Stated task: Change every "Target" in the items below to "Label" and reproduce the lines otherwise unaltered, omitting the pictures.
═══ Exercise input
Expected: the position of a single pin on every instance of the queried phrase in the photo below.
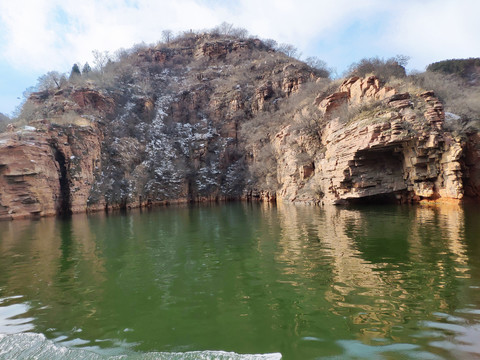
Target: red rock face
(93, 99)
(33, 162)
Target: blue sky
(37, 36)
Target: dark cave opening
(379, 199)
(64, 205)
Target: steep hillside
(210, 117)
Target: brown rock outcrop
(47, 171)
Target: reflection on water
(307, 282)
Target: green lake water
(243, 281)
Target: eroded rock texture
(392, 148)
(174, 124)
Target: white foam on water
(35, 346)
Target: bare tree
(100, 60)
(225, 28)
(167, 36)
(289, 50)
(321, 66)
(51, 80)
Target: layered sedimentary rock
(383, 145)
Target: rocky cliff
(209, 118)
(380, 145)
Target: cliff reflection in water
(303, 281)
══════
In response:
Expected: the position of a single pin on every instance of the queried phrase in the photo below.
Label: red rock face
(93, 99)
(33, 162)
Label: blue sky
(37, 36)
Label: dark cave opening
(379, 199)
(64, 205)
Label: steep hillside
(210, 117)
Label: brown rock outcrop
(47, 171)
Label: reflection on water
(307, 282)
Label: green lake water
(243, 281)
Label: eroded rock texture
(392, 148)
(174, 124)
Label: white foam on water
(35, 346)
Label: bare tree
(100, 60)
(225, 28)
(167, 36)
(289, 50)
(321, 66)
(51, 80)
Label: layered sedimentary rock
(383, 145)
Label: rocky cliff
(209, 118)
(380, 145)
Label: cliff reflection in water
(303, 281)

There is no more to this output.